* **Text provided**
# # # # #
US must improve COVID-19 strategy to keep millions from falling into poverty: UN expert

United Nations:  The US must take urgent additional steps to prevent tens of millions of middle-class Americans hit by the COVID-19 pandemic from plunging into poverty, an independent UN human rights expert has said.

UN Special Rapporteur on extreme poverty and human rights Philip Alston has warned that significant portions of America will soon face destitution unless Congress takes “far-reaching” actions.

“Low-income and poor people face far higher risks from the coronavirus due to chronic neglect and discrimination, and a muddled, corporate-driven, federal response [that] has failed them,” said Alston, who made a fact-finding visit to the US in 2017.

He painted a grim picture of record layoffs, a weak safety net, and a government “focusing primarily on businesses and the well-off”.
# # # # #
* **Available data**
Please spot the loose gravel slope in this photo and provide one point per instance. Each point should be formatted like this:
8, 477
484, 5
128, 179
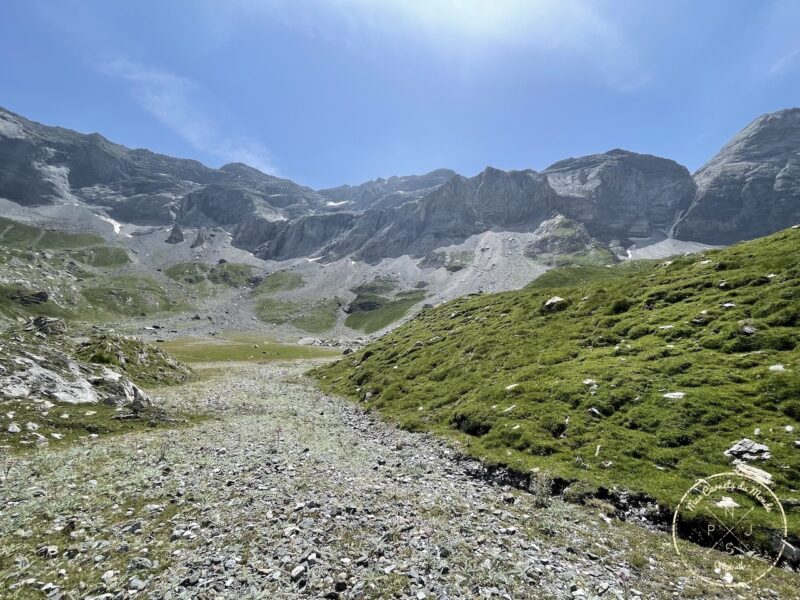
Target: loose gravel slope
287, 493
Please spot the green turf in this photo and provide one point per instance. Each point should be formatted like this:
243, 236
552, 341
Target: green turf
239, 348
187, 272
230, 274
638, 333
270, 310
18, 235
280, 281
19, 301
144, 363
127, 295
580, 275
81, 422
313, 317
319, 317
370, 312
227, 274
100, 256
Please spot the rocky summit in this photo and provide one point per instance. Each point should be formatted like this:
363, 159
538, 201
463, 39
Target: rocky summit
748, 189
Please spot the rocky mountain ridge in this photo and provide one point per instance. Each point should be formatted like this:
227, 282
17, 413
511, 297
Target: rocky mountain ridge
749, 189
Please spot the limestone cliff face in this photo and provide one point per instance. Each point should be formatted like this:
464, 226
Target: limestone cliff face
385, 193
620, 193
47, 165
751, 187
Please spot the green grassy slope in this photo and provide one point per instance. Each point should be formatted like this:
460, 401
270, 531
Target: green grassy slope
589, 392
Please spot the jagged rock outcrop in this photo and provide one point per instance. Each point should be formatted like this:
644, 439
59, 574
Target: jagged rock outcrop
559, 235
202, 239
48, 165
621, 193
42, 373
386, 193
176, 235
751, 187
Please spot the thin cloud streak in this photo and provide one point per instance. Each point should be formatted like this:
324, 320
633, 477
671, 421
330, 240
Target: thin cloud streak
563, 33
170, 99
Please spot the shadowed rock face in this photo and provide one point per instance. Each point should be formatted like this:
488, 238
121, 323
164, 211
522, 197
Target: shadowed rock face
751, 187
385, 193
47, 165
620, 193
616, 195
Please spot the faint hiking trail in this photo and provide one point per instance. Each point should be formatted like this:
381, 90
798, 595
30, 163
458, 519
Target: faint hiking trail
287, 493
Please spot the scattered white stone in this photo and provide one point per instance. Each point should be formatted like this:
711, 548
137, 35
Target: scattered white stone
# # # # #
* **Tasks and exercises**
1/ Could you repeat the passage of the UN poverty warning article starting at "UN Special Rapporteur" and ending at "US in 2017."?
2/ What are all the parts of the grim picture Alston painted, according to the UN poverty warning article?

* **Exercise results**
1/
UN Special Rapporteur on extreme poverty and human rights Philip Alston has warned that significant portions of America will soon face destitution unless Congress takes “far-reaching” actions.

“Low-income and poor people face far higher risks from the coronavirus due to chronic neglect and discrimination, and a muddled, corporate-driven, federal response [that] has failed them,” said Alston, who made a fact-finding visit to the US in 2017.

2/
- Record layoffs
- A weak safety net
- A government "focusing primarily on businesses and the well-off"